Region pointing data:
━━━━━━━━━━━━━━━━━━━━
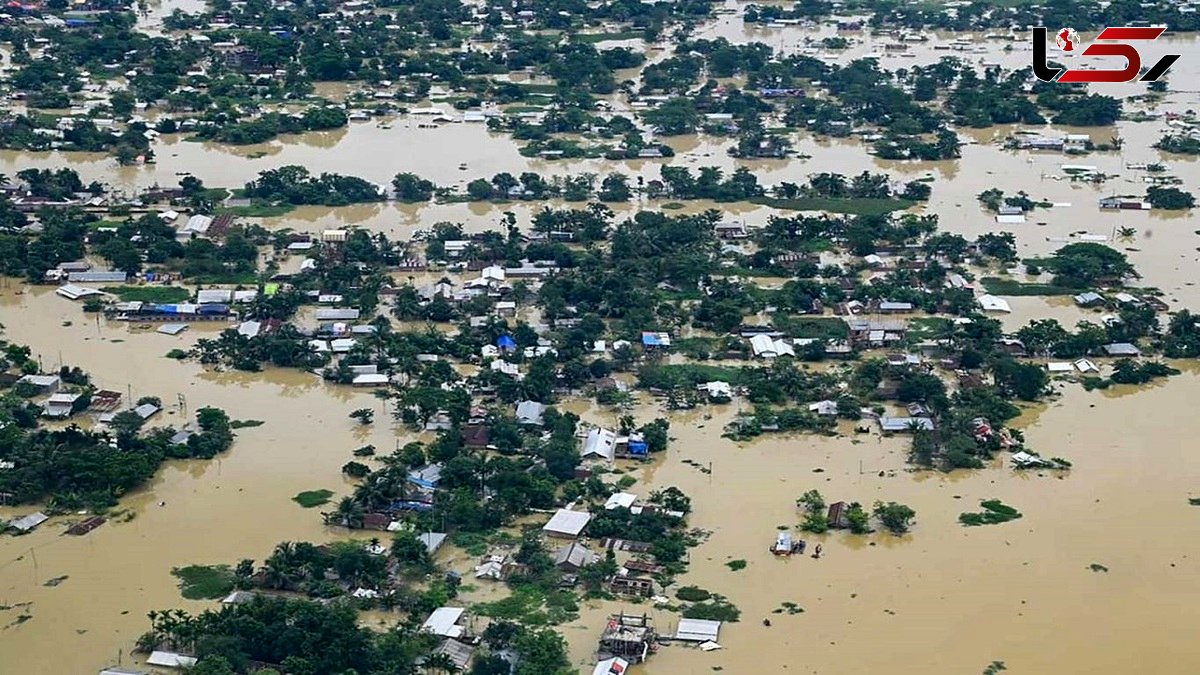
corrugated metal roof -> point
(697, 629)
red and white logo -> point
(1067, 39)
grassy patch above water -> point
(718, 609)
(994, 513)
(532, 605)
(165, 294)
(257, 210)
(204, 581)
(593, 37)
(312, 499)
(1009, 287)
(693, 593)
(863, 207)
(811, 327)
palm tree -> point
(348, 513)
(441, 663)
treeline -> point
(294, 185)
(269, 125)
(676, 183)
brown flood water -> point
(943, 598)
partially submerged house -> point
(171, 659)
(444, 622)
(567, 524)
(426, 477)
(767, 347)
(613, 665)
(990, 303)
(574, 556)
(875, 333)
(60, 405)
(41, 383)
(697, 631)
(599, 443)
(903, 424)
(28, 523)
(531, 412)
(1122, 350)
(629, 637)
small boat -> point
(783, 544)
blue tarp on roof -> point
(411, 506)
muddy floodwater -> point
(943, 598)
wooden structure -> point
(629, 635)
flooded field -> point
(943, 598)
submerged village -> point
(621, 336)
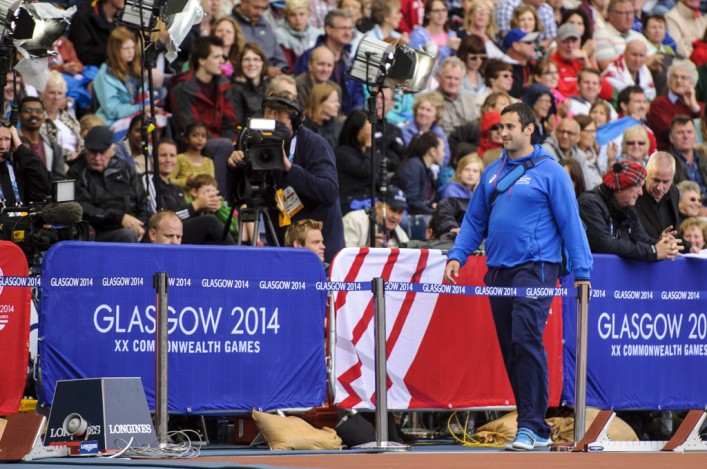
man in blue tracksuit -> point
(525, 228)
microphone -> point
(62, 214)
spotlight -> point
(74, 425)
(33, 26)
(380, 63)
(143, 14)
(37, 25)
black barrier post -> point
(381, 374)
(580, 372)
(161, 349)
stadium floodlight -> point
(398, 66)
(143, 14)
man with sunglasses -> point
(612, 224)
(31, 120)
(657, 207)
(524, 207)
(23, 176)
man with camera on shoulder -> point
(306, 176)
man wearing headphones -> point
(308, 171)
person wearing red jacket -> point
(203, 95)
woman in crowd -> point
(60, 122)
(466, 138)
(434, 35)
(574, 169)
(635, 145)
(118, 85)
(694, 231)
(690, 200)
(230, 33)
(415, 176)
(473, 53)
(322, 112)
(546, 72)
(465, 179)
(479, 20)
(579, 19)
(540, 99)
(250, 82)
(600, 113)
(387, 16)
(353, 162)
(588, 144)
(428, 109)
(498, 76)
(296, 35)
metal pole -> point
(381, 373)
(580, 374)
(161, 349)
(381, 366)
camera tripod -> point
(251, 214)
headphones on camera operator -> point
(276, 101)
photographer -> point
(308, 168)
(25, 179)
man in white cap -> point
(389, 213)
(569, 58)
(520, 47)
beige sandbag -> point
(294, 433)
(504, 429)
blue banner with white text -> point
(246, 325)
(647, 335)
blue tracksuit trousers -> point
(520, 322)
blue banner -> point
(647, 335)
(246, 325)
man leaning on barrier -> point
(108, 189)
(613, 226)
(165, 228)
(524, 206)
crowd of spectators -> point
(609, 82)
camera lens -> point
(267, 156)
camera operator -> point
(308, 167)
(23, 176)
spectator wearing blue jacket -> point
(415, 175)
(526, 228)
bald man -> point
(319, 70)
(630, 69)
(165, 228)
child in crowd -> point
(204, 186)
(465, 179)
(193, 162)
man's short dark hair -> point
(590, 70)
(333, 14)
(653, 16)
(624, 96)
(525, 113)
(155, 219)
(30, 99)
(201, 49)
(680, 119)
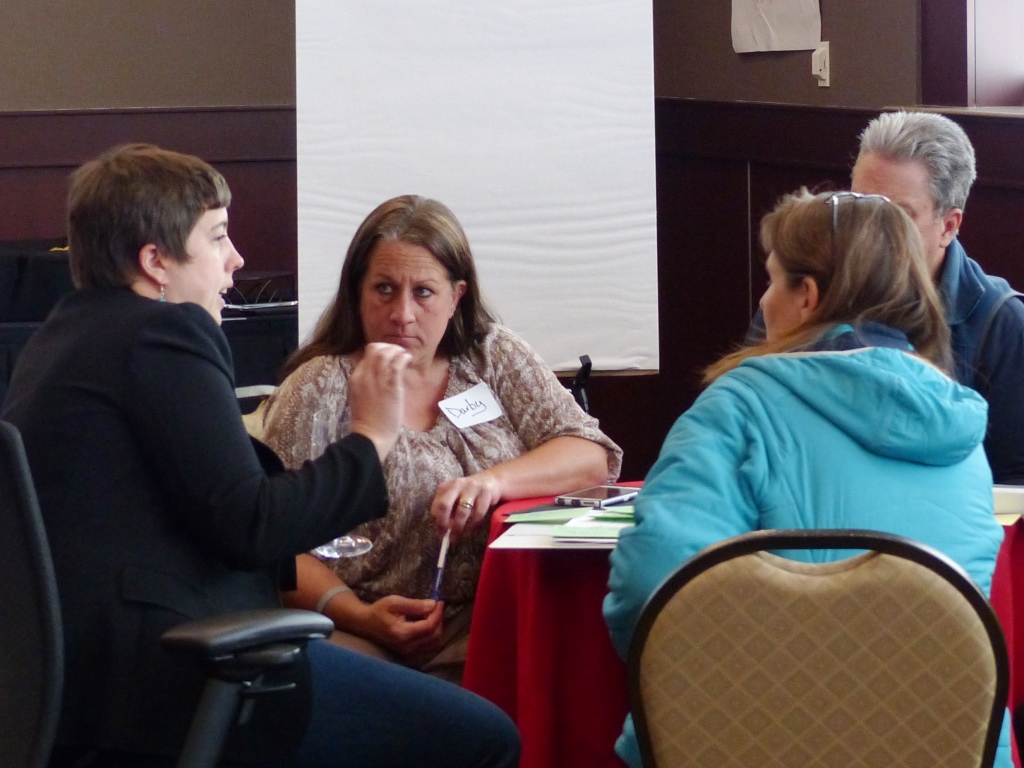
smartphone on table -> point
(598, 497)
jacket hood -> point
(890, 402)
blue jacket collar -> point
(960, 288)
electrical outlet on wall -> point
(820, 66)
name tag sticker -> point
(475, 406)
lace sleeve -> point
(288, 423)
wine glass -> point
(343, 546)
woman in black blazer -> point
(160, 509)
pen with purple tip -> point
(435, 593)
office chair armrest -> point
(216, 637)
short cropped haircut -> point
(933, 140)
(130, 197)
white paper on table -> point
(775, 25)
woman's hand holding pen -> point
(461, 504)
(404, 626)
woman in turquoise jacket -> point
(843, 418)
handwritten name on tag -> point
(475, 406)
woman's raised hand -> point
(377, 394)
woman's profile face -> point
(208, 272)
(408, 299)
(784, 308)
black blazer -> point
(159, 510)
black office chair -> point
(236, 649)
(890, 657)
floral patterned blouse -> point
(537, 409)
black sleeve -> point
(1000, 381)
(181, 401)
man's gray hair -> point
(933, 140)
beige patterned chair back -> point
(891, 657)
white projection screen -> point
(534, 120)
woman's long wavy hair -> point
(418, 221)
(869, 268)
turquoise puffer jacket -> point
(869, 438)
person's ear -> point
(808, 297)
(950, 225)
(153, 264)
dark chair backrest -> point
(31, 640)
(892, 656)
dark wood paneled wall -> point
(720, 167)
(254, 147)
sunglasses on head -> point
(834, 201)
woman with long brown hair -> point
(843, 418)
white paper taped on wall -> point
(775, 25)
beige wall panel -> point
(74, 54)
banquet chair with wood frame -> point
(892, 656)
(235, 649)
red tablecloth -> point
(539, 647)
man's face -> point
(905, 182)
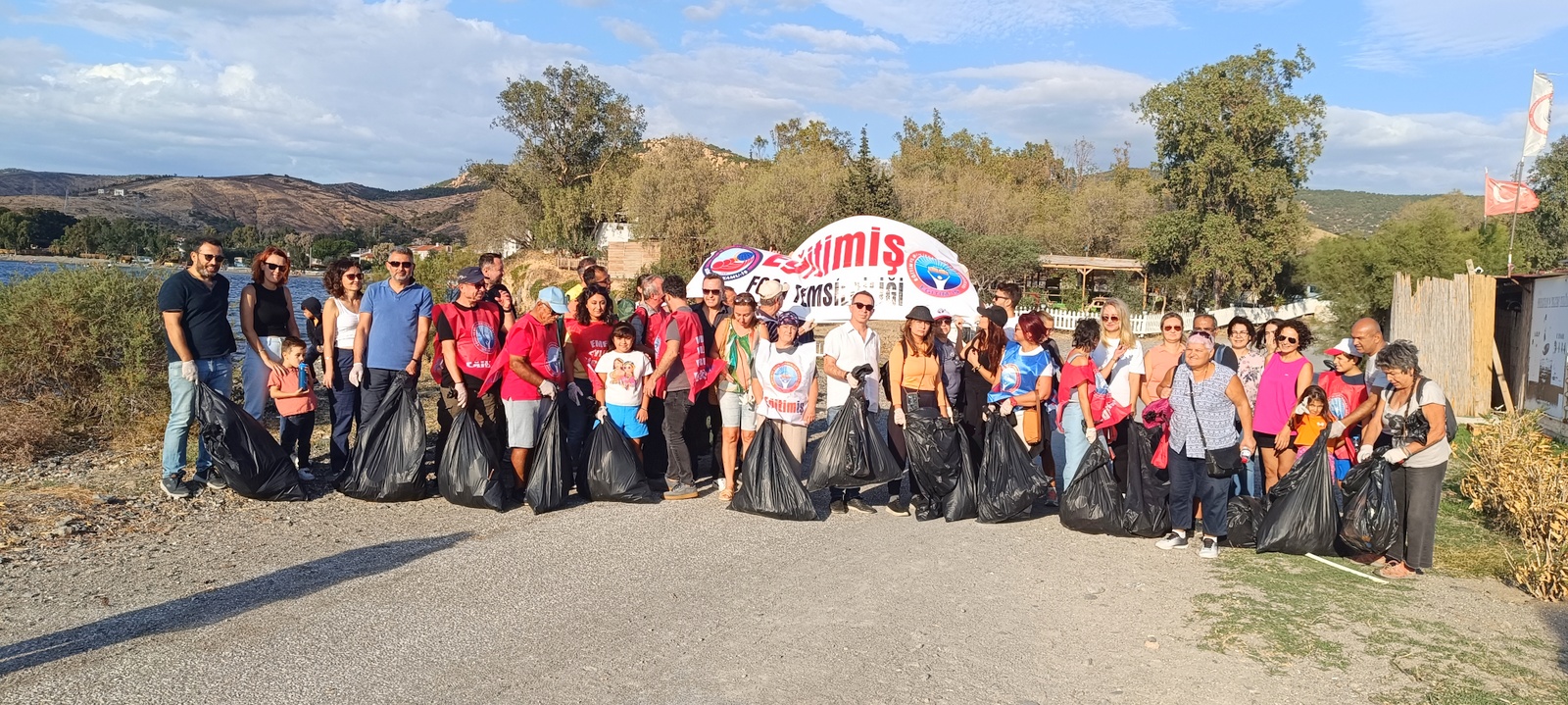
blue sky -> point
(1423, 93)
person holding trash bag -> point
(784, 385)
(1413, 412)
(532, 373)
(467, 334)
(394, 326)
(198, 341)
(1206, 401)
(921, 391)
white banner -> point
(896, 263)
(1541, 115)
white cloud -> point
(830, 39)
(631, 33)
(943, 21)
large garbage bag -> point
(613, 472)
(1303, 506)
(1008, 482)
(1147, 508)
(243, 451)
(770, 480)
(852, 454)
(1092, 503)
(1371, 517)
(549, 470)
(938, 457)
(389, 460)
(1243, 519)
(470, 472)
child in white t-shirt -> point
(626, 383)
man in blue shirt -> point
(394, 327)
(198, 341)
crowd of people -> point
(684, 380)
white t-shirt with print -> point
(623, 378)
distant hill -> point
(263, 201)
(1346, 212)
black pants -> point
(295, 430)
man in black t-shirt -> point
(198, 341)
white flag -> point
(1541, 117)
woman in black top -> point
(266, 318)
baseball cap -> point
(556, 297)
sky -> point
(1423, 94)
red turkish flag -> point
(1501, 196)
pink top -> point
(1277, 394)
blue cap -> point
(556, 297)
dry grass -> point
(1520, 480)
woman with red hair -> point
(266, 318)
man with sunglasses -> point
(394, 327)
(198, 341)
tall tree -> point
(1233, 146)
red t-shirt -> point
(535, 342)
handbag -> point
(1222, 462)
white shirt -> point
(851, 350)
(1131, 363)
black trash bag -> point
(852, 454)
(770, 480)
(470, 472)
(1371, 519)
(389, 459)
(1092, 504)
(549, 472)
(243, 451)
(613, 472)
(937, 460)
(1008, 482)
(1243, 519)
(1147, 508)
(1303, 506)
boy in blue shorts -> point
(624, 385)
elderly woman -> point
(1413, 412)
(1206, 402)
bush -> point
(1520, 480)
(82, 354)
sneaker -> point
(174, 487)
(681, 492)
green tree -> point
(1233, 146)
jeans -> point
(1073, 444)
(216, 373)
(344, 399)
(1191, 477)
(676, 409)
(295, 435)
(255, 376)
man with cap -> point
(535, 371)
(467, 338)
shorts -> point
(624, 418)
(524, 418)
(736, 412)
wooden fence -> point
━━━━━━━━━━━━━━━━━━━━
PROBLEM:
Print the records again exactly, pictures excluded.

TASK RESULT:
corrugated metal roof -> point
(697, 629)
red and white logo -> point
(1067, 39)
grassy patch above water -> point
(718, 609)
(994, 513)
(532, 605)
(165, 294)
(257, 210)
(204, 581)
(593, 37)
(312, 499)
(1009, 287)
(693, 593)
(863, 207)
(811, 327)
palm tree -> point
(348, 513)
(441, 663)
treeline -> point
(294, 185)
(269, 125)
(676, 183)
brown flood water -> point
(943, 598)
partially submerged house -> point
(171, 659)
(444, 622)
(567, 524)
(426, 477)
(767, 347)
(613, 665)
(990, 303)
(574, 556)
(875, 333)
(60, 405)
(41, 383)
(697, 631)
(599, 443)
(903, 424)
(28, 523)
(531, 412)
(1122, 350)
(629, 637)
small boat -> point
(783, 544)
blue tarp on roof -> point
(411, 506)
muddy floodwater -> point
(943, 598)
wooden structure -> point
(629, 635)
flooded field -> point
(943, 598)
submerged village -> point
(621, 336)
man in blue tracksuit -> point
(525, 228)
microphone -> point
(62, 214)
spotlight -> point
(74, 425)
(33, 26)
(380, 63)
(143, 14)
(37, 25)
black barrier post -> point
(381, 374)
(580, 372)
(161, 349)
stadium floodlight -> point
(398, 66)
(143, 14)
man with sunglasses -> point
(612, 224)
(31, 120)
(657, 207)
(524, 207)
(23, 176)
man with camera on shoulder -> point
(306, 176)
man wearing headphones -> point
(308, 171)
person wearing red jacket -> point
(203, 95)
woman in crowd -> point
(60, 122)
(466, 138)
(434, 35)
(574, 169)
(635, 145)
(118, 85)
(694, 231)
(690, 200)
(230, 33)
(415, 176)
(473, 53)
(322, 112)
(546, 72)
(465, 179)
(479, 20)
(579, 19)
(540, 99)
(250, 82)
(600, 113)
(387, 16)
(353, 162)
(588, 144)
(428, 109)
(498, 76)
(296, 35)
metal pole -> point
(381, 373)
(580, 374)
(161, 349)
(381, 366)
camera tripod -> point
(251, 214)
headphones on camera operator -> point
(276, 101)
photographer -> point
(308, 168)
(25, 179)
man in white cap -> point
(389, 213)
(569, 58)
(520, 47)
beige sandbag -> point
(294, 433)
(504, 429)
blue banner with white text -> point
(246, 325)
(647, 335)
blue tracksuit trousers -> point
(520, 322)
blue banner -> point
(647, 335)
(246, 325)
man leaning on barrier -> point
(108, 189)
(613, 226)
(165, 228)
(524, 206)
crowd of spectators -> point
(609, 82)
camera lens -> point
(267, 156)
camera operator -> point
(308, 167)
(23, 176)
spectator wearing blue jacket -> point
(415, 175)
(526, 228)
bald man -> point
(319, 70)
(630, 69)
(165, 228)
child in crowd -> point
(204, 186)
(465, 179)
(193, 162)
man's short dark hair -> point
(590, 70)
(333, 14)
(653, 16)
(624, 96)
(525, 113)
(155, 219)
(30, 99)
(201, 49)
(680, 119)
smartphone on table -> point
(598, 497)
jacket hood -> point
(890, 402)
blue jacket collar -> point
(960, 288)
electrical outlet on wall -> point
(820, 66)
name tag sticker -> point
(475, 406)
lace sleeve -> point
(288, 423)
wine glass -> point
(343, 546)
woman in black blazer -> point
(160, 509)
pen with purple tip -> point
(435, 593)
office chair armrest -> point
(216, 637)
short cropped haircut -> point
(933, 140)
(130, 197)
white paper on table -> point
(775, 25)
woman's hand holding pen -> point
(461, 504)
(404, 626)
woman in turquoise jacket -> point
(843, 418)
handwritten name on tag -> point
(475, 406)
woman's raised hand -> point
(377, 394)
woman's profile face -> point
(208, 272)
(408, 299)
(784, 308)
black blazer -> point
(159, 510)
black office chair -> point
(236, 649)
(890, 657)
floral patterned blouse -> point
(537, 409)
black sleeve -> point
(1000, 381)
(181, 401)
man's gray hair -> point
(933, 140)
beige patterned chair back -> point
(891, 657)
white projection screen -> point
(534, 120)
woman's long wavy hair -> point
(418, 221)
(869, 268)
turquoise puffer jacket -> point
(869, 438)
person's ear -> point
(808, 297)
(950, 225)
(153, 264)
dark chair backrest -> point
(31, 640)
(892, 656)
dark wood paneled wall -> point
(720, 167)
(254, 147)
sunglasses on head -> point
(834, 201)
woman with long brown hair -> point
(843, 418)
white paper taped on wall -> point
(775, 25)
beige wall panel -> point
(74, 54)
banquet chair with wood frame -> point
(892, 656)
(235, 649)
red tablecloth -> point
(539, 647)
man's face -> point
(905, 182)
blue sky -> point
(1423, 93)
person holding trash bag -> point
(784, 385)
(1413, 412)
(532, 373)
(467, 334)
(394, 326)
(198, 341)
(1206, 401)
(921, 391)
white banner -> point
(896, 263)
(1541, 115)
white cloud -> point
(830, 39)
(631, 33)
(943, 21)
large garbage bag -> point
(613, 472)
(1303, 506)
(1008, 482)
(1147, 508)
(243, 451)
(770, 480)
(852, 454)
(1092, 503)
(1371, 517)
(549, 470)
(938, 457)
(389, 460)
(1243, 519)
(470, 472)
child in white t-shirt -> point
(626, 383)
man in blue shirt -> point
(394, 327)
(198, 341)
crowd of people -> point
(684, 380)
white t-shirt with print -> point
(623, 378)
distant hill -> point
(263, 201)
(1346, 212)
black pants -> point
(295, 430)
man in black t-shirt -> point
(198, 341)
white flag -> point
(1541, 117)
woman in black top -> point
(266, 318)
baseball cap -> point
(556, 297)
sky -> point
(1423, 94)
red turkish flag -> point
(1501, 196)
pink top -> point
(1277, 394)
blue cap -> point
(556, 297)
dry grass -> point
(1520, 480)
woman with red hair -> point
(266, 318)
man with sunglasses -> point
(394, 327)
(198, 341)
tall tree -> point
(1233, 146)
red t-shirt -> point
(535, 342)
handbag -> point
(1222, 462)
white shirt -> point
(851, 350)
(1131, 363)
black trash bag -> point
(852, 454)
(770, 480)
(470, 472)
(1371, 519)
(389, 459)
(1092, 504)
(549, 472)
(243, 451)
(613, 472)
(937, 460)
(1008, 482)
(1243, 519)
(1147, 508)
(1303, 506)
boy in blue shorts -> point
(624, 385)
elderly woman -> point
(1413, 412)
(1206, 402)
bush -> point
(1520, 480)
(82, 354)
sneaker -> point
(174, 487)
(681, 492)
green tree -> point
(1233, 146)
jeans -> point
(1073, 444)
(216, 373)
(344, 399)
(1191, 477)
(676, 409)
(295, 435)
(255, 376)
man with cap -> point
(535, 371)
(467, 338)
shorts -> point
(624, 418)
(524, 418)
(736, 412)
wooden fence -> point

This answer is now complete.